• _DOCUMENT PASSAGE_
***

Shortly thereafter, the trees with the tasty, sweet and tiny blueberries distract the students and they begin picking the fruit from the trees. And then the same trees distract them even more and they begin to climb them. Worried, I start telling the kids that maybe they should get down from the trees because they could get hurt. One boy looks up at me with a pained and bewildered expression on his face. He looked like a kid who had just been told that Santa Claus doesn’t exist. It upset him that I was trying to tell the kids to stop climbing trees. According to him, tree climbing is their favorite hobby. I should have known that telling CEC students to stop climbing trees is like taking candy away from a toddler. For these children, the pure amusement they derive from nature’s playground and the precious hour working with Milton is equivalent to the amusement most kids receive inside playing video games or during a trip to Disneyland.

As I walked next to a young girl on the forest trail, I asked her if she thinks environmental education and learning about the forest and its animals is important. She responded with a firm and unwavering yes. Milton and the CEC students understand the importance of environmental education and conservation. They also have respect and compassion for the environment. Imagine if all of mankind felt as Milton does that a baby tree is another one of his children and deserves love and care. Or if all humans everywhere marveled at a seemingly inconsequential spider or ant with wonder and admiration, instead of killing the usually harmless insect.

If this healthy mind-set existed among more humans, then we would not have today’s major environmental crises, such as global climate change or the deforestation of Virunga National Park in the Democratic Republic of Congo (DRC), Africa. Virunga National Park in the DRC and the surrounding parks are home to half of the world’s remaining 720 mountain gorillas. The park is being deforested at an unprecedented rate for the production of charcoal as a tragic consequence of the region’s illegal, yet lucrative, charcoal trade. Due to the DRC’s “conflict-charcoal,” the rare mountain gorilla faces extinction.

Especially in today’s world where environmental catastrophes are real and widespread, it is more crucial than ever that we as a society cultivate a notion of respect and compassion for Mother Earth among the younger generations. The solutions to these problems first and foremost lie in a shift in global consciousness. It is the present and future generations whose actions determine not just the state of our planet, but also our ability to live on it.

***

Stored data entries
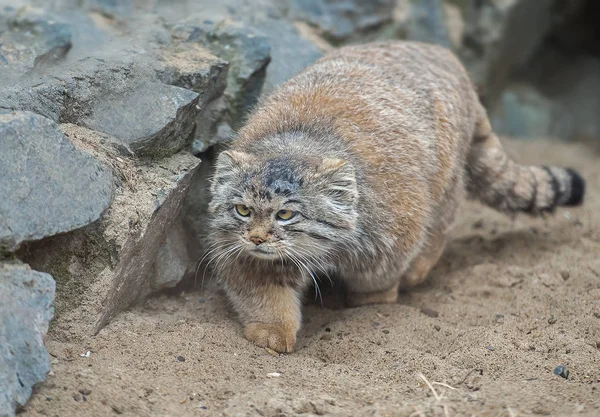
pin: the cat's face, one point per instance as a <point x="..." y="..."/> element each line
<point x="281" y="208"/>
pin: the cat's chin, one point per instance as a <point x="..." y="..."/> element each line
<point x="263" y="254"/>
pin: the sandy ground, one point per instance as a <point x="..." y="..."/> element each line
<point x="509" y="302"/>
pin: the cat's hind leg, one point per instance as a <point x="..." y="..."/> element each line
<point x="425" y="261"/>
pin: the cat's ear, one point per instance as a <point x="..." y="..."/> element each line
<point x="231" y="159"/>
<point x="339" y="181"/>
<point x="226" y="165"/>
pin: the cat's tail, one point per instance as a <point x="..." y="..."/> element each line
<point x="504" y="185"/>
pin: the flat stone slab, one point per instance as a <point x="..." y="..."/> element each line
<point x="48" y="186"/>
<point x="26" y="308"/>
<point x="154" y="119"/>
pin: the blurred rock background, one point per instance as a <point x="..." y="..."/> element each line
<point x="110" y="111"/>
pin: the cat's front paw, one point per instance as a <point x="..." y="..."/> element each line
<point x="274" y="336"/>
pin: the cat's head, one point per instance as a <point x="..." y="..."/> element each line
<point x="288" y="207"/>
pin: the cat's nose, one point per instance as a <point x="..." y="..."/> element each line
<point x="257" y="240"/>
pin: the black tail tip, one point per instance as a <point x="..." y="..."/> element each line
<point x="577" y="189"/>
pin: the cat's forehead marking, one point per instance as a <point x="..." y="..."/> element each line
<point x="282" y="177"/>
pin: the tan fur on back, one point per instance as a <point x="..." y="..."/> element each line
<point x="404" y="122"/>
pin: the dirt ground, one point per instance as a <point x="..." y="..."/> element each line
<point x="509" y="302"/>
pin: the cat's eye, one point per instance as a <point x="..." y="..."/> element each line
<point x="285" y="214"/>
<point x="242" y="210"/>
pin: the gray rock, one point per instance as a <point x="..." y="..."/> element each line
<point x="107" y="266"/>
<point x="156" y="258"/>
<point x="290" y="52"/>
<point x="26" y="308"/>
<point x="499" y="38"/>
<point x="48" y="185"/>
<point x="117" y="96"/>
<point x="31" y="38"/>
<point x="69" y="93"/>
<point x="424" y="21"/>
<point x="341" y="20"/>
<point x="191" y="66"/>
<point x="154" y="119"/>
<point x="524" y="112"/>
<point x="244" y="47"/>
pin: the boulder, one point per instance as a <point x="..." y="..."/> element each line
<point x="49" y="185"/>
<point x="500" y="36"/>
<point x="31" y="38"/>
<point x="343" y="20"/>
<point x="153" y="119"/>
<point x="525" y="112"/>
<point x="107" y="266"/>
<point x="26" y="309"/>
<point x="244" y="47"/>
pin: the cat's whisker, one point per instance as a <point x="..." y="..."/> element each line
<point x="313" y="262"/>
<point x="224" y="247"/>
<point x="302" y="266"/>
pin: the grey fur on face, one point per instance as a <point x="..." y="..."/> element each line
<point x="356" y="166"/>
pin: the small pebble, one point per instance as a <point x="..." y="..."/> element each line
<point x="562" y="370"/>
<point x="271" y="352"/>
<point x="429" y="312"/>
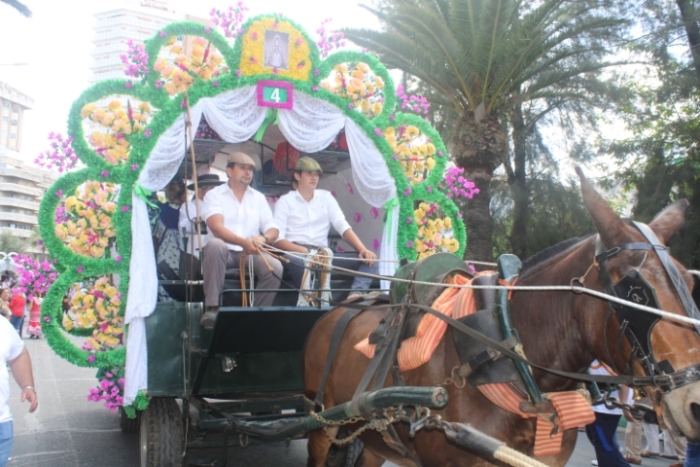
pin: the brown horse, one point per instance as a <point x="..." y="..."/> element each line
<point x="559" y="330"/>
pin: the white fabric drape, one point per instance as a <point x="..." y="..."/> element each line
<point x="310" y="126"/>
<point x="236" y="117"/>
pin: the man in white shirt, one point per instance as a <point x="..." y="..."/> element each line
<point x="304" y="218"/>
<point x="187" y="227"/>
<point x="13" y="353"/>
<point x="239" y="221"/>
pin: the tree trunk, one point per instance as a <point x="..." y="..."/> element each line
<point x="518" y="186"/>
<point x="478" y="148"/>
<point x="690" y="22"/>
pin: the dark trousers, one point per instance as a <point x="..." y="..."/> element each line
<point x="16" y="322"/>
<point x="602" y="435"/>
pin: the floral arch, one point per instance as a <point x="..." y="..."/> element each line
<point x="132" y="138"/>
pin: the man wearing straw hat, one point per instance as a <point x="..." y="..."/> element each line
<point x="239" y="221"/>
<point x="189" y="237"/>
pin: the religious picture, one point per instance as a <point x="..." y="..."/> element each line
<point x="276" y="50"/>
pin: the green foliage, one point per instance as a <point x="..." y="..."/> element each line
<point x="556" y="214"/>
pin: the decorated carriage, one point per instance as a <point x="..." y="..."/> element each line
<point x="265" y="88"/>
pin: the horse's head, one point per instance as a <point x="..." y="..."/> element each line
<point x="630" y="267"/>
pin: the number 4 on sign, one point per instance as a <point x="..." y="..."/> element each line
<point x="275" y="94"/>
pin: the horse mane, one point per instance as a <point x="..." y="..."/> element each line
<point x="531" y="264"/>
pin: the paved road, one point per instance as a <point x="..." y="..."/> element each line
<point x="69" y="431"/>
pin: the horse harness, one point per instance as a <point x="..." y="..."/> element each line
<point x="636" y="326"/>
<point x="401" y="320"/>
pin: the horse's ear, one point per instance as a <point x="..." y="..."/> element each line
<point x="608" y="224"/>
<point x="669" y="221"/>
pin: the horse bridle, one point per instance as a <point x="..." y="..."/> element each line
<point x="637" y="325"/>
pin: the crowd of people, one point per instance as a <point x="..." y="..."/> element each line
<point x="603" y="433"/>
<point x="14" y="355"/>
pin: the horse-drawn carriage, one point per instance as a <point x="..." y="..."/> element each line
<point x="424" y="372"/>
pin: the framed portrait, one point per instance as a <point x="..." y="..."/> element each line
<point x="276" y="50"/>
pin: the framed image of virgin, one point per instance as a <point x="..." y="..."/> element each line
<point x="276" y="49"/>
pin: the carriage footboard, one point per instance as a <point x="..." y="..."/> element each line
<point x="371" y="402"/>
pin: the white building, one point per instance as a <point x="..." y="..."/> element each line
<point x="135" y="20"/>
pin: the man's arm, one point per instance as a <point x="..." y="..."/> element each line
<point x="22" y="371"/>
<point x="351" y="237"/>
<point x="215" y="223"/>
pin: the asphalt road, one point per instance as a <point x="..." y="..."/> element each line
<point x="69" y="431"/>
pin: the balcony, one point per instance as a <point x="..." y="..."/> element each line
<point x="14" y="217"/>
<point x="22" y="233"/>
<point x="15" y="188"/>
<point x="19" y="203"/>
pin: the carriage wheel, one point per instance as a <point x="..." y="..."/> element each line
<point x="162" y="436"/>
<point x="129" y="425"/>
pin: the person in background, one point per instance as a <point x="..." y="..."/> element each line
<point x="602" y="432"/>
<point x="15" y="355"/>
<point x="190" y="267"/>
<point x="34" y="327"/>
<point x="17" y="306"/>
<point x="4" y="299"/>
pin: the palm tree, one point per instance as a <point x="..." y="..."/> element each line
<point x="22" y="8"/>
<point x="486" y="58"/>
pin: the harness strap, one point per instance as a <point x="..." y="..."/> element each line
<point x="666" y="382"/>
<point x="673" y="273"/>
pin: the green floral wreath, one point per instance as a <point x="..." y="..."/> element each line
<point x="134" y="140"/>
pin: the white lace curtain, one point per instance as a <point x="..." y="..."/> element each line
<point x="235" y="116"/>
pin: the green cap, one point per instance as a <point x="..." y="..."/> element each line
<point x="308" y="164"/>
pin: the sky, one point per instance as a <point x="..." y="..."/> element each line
<point x="56" y="42"/>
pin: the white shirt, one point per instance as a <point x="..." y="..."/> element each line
<point x="11" y="346"/>
<point x="246" y="218"/>
<point x="598" y="369"/>
<point x="308" y="222"/>
<point x="190" y="229"/>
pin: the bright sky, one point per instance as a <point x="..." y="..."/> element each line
<point x="56" y="44"/>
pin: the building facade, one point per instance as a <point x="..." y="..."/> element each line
<point x="13" y="103"/>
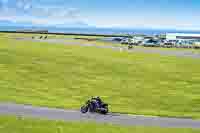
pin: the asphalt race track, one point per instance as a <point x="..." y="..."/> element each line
<point x="177" y="53"/>
<point x="75" y="115"/>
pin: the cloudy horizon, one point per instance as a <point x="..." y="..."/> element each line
<point x="160" y="14"/>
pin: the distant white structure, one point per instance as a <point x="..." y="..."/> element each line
<point x="182" y="36"/>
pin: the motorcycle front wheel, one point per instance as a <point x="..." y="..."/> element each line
<point x="84" y="109"/>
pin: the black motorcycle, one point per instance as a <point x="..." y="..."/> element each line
<point x="94" y="107"/>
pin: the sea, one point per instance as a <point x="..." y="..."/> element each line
<point x="92" y="30"/>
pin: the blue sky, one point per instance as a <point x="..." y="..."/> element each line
<point x="176" y="14"/>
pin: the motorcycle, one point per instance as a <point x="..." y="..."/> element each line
<point x="94" y="107"/>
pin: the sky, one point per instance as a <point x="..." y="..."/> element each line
<point x="162" y="14"/>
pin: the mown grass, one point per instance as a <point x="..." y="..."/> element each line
<point x="20" y="125"/>
<point x="66" y="76"/>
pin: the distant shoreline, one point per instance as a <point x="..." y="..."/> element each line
<point x="57" y="33"/>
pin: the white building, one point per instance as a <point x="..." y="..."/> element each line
<point x="182" y="36"/>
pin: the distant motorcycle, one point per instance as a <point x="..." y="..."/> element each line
<point x="130" y="46"/>
<point x="95" y="105"/>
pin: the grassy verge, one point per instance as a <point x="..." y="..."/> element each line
<point x="20" y="125"/>
<point x="65" y="76"/>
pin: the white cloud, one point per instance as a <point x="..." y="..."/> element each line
<point x="26" y="11"/>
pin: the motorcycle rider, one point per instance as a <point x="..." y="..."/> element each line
<point x="97" y="101"/>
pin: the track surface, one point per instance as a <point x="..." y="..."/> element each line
<point x="178" y="53"/>
<point x="73" y="115"/>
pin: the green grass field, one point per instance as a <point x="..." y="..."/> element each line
<point x="66" y="76"/>
<point x="21" y="125"/>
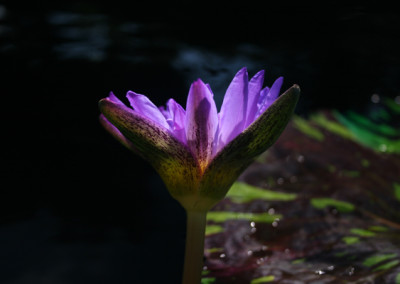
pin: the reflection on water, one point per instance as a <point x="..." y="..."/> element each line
<point x="80" y="36"/>
<point x="326" y="215"/>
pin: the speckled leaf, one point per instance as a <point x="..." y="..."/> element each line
<point x="171" y="159"/>
<point x="238" y="154"/>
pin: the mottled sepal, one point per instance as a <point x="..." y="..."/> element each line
<point x="170" y="158"/>
<point x="231" y="161"/>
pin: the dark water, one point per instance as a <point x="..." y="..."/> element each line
<point x="79" y="208"/>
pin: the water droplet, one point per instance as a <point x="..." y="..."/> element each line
<point x="383" y="147"/>
<point x="375" y="98"/>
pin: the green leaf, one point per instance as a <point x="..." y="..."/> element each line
<point x="362" y="232"/>
<point x="264" y="279"/>
<point x="242" y="192"/>
<point x="223" y="216"/>
<point x="213" y="229"/>
<point x="305" y="127"/>
<point x="388" y="265"/>
<point x="230" y="162"/>
<point x="351" y="240"/>
<point x="341" y="206"/>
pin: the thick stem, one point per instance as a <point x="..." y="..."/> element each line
<point x="194" y="252"/>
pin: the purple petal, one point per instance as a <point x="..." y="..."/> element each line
<point x="201" y="122"/>
<point x="142" y="105"/>
<point x="233" y="109"/>
<point x="255" y="86"/>
<point x="271" y="96"/>
<point x="116" y="133"/>
<point x="176" y="119"/>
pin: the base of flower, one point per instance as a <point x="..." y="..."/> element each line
<point x="194" y="251"/>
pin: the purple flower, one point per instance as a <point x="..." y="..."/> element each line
<point x="199" y="152"/>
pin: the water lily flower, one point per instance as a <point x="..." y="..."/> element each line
<point x="199" y="152"/>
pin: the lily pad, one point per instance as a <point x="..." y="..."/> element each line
<point x="321" y="206"/>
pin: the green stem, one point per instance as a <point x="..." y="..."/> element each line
<point x="194" y="252"/>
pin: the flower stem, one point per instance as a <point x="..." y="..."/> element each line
<point x="194" y="251"/>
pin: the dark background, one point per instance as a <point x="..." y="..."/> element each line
<point x="76" y="207"/>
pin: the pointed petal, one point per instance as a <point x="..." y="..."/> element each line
<point x="177" y="119"/>
<point x="271" y="96"/>
<point x="169" y="157"/>
<point x="201" y="122"/>
<point x="255" y="86"/>
<point x="117" y="134"/>
<point x="177" y="113"/>
<point x="229" y="163"/>
<point x="141" y="104"/>
<point x="233" y="109"/>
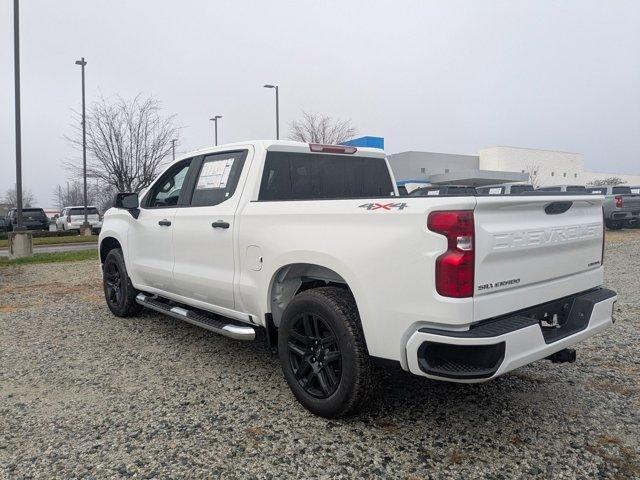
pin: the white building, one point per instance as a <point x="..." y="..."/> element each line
<point x="499" y="165"/>
<point x="545" y="167"/>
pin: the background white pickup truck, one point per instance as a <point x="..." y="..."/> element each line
<point x="313" y="244"/>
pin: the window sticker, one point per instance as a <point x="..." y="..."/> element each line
<point x="215" y="174"/>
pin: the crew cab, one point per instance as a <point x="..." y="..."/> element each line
<point x="311" y="246"/>
<point x="72" y="218"/>
<point x="621" y="206"/>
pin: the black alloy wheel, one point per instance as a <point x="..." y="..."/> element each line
<point x="119" y="292"/>
<point x="314" y="355"/>
<point x="113" y="283"/>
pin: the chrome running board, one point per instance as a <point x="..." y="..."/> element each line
<point x="216" y="324"/>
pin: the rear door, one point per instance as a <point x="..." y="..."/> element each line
<point x="529" y="240"/>
<point x="150" y="236"/>
<point x="204" y="256"/>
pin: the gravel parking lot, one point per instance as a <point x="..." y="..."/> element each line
<point x="86" y="394"/>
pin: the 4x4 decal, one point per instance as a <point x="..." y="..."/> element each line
<point x="383" y="206"/>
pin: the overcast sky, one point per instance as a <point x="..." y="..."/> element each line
<point x="439" y="76"/>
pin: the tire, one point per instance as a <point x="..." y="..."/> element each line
<point x="323" y="353"/>
<point x="118" y="289"/>
<point x="613" y="224"/>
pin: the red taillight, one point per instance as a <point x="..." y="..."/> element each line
<point x="618" y="201"/>
<point x="317" y="147"/>
<point x="454" y="268"/>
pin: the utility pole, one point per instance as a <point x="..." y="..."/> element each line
<point x="215" y="121"/>
<point x="173" y="148"/>
<point x="85" y="225"/>
<point x="277" y="109"/>
<point x="20" y="240"/>
<point x="16" y="72"/>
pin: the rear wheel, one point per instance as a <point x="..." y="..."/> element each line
<point x="118" y="289"/>
<point x="323" y="354"/>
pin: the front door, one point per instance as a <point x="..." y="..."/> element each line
<point x="151" y="235"/>
<point x="204" y="263"/>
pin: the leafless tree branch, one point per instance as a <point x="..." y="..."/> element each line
<point x="127" y="142"/>
<point x="315" y="128"/>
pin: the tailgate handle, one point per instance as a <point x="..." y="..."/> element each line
<point x="557" y="207"/>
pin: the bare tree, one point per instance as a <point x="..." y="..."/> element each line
<point x="11" y="197"/>
<point x="315" y="128"/>
<point x="127" y="142"/>
<point x="533" y="171"/>
<point x="598" y="182"/>
<point x="71" y="194"/>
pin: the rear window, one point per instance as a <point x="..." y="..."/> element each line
<point x="621" y="190"/>
<point x="521" y="188"/>
<point x="442" y="191"/>
<point x="80" y="211"/>
<point x="304" y="176"/>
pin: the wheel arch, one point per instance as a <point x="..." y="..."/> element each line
<point x="106" y="245"/>
<point x="293" y="278"/>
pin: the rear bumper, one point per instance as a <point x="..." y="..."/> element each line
<point x="494" y="347"/>
<point x="625" y="215"/>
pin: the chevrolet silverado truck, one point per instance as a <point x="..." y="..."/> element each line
<point x="311" y="247"/>
<point x="621" y="206"/>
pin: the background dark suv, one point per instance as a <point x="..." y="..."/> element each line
<point x="32" y="219"/>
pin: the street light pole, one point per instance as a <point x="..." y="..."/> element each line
<point x="173" y="148"/>
<point x="277" y="109"/>
<point x="16" y="71"/>
<point x="85" y="225"/>
<point x="215" y="121"/>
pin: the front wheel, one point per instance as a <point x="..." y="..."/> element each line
<point x="323" y="353"/>
<point x="118" y="289"/>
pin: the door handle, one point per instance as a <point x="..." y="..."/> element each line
<point x="220" y="224"/>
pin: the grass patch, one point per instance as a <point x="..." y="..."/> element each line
<point x="56" y="240"/>
<point x="54" y="257"/>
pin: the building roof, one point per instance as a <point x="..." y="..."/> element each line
<point x="477" y="178"/>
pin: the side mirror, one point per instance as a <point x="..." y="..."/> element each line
<point x="128" y="201"/>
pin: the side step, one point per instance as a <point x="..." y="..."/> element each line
<point x="215" y="324"/>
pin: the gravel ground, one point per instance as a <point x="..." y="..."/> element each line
<point x="86" y="394"/>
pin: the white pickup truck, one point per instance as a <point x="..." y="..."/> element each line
<point x="311" y="245"/>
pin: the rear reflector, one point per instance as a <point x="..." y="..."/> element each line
<point x="317" y="147"/>
<point x="455" y="267"/>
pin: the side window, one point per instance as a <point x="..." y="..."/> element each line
<point x="218" y="178"/>
<point x="166" y="191"/>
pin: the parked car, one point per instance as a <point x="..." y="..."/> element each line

***

• _WORK INSTRUCTIONS_
Decide whether each statement agrees with the conservation essay, answering yes or no and quoting the words from the essay that settle it. (a) The students climb the same trees whose blueberries they pick. (b) Virunga National Park alone is home to half of the world's remaining mountain gorillas. (c) The young girl on the forest trail answers the question about environmental education with a hesitant yes.

• _REPLY TO THE EXERCISE_
(a) Yes: "And then the same trees distract them even more and they begin to climb them."
(b) No: "Virunga National Park in the DRC and the surrounding parks are home to half of the world’s remaining 720 mountain gorillas."
(c) No: "She responded with a firm and unwavering yes."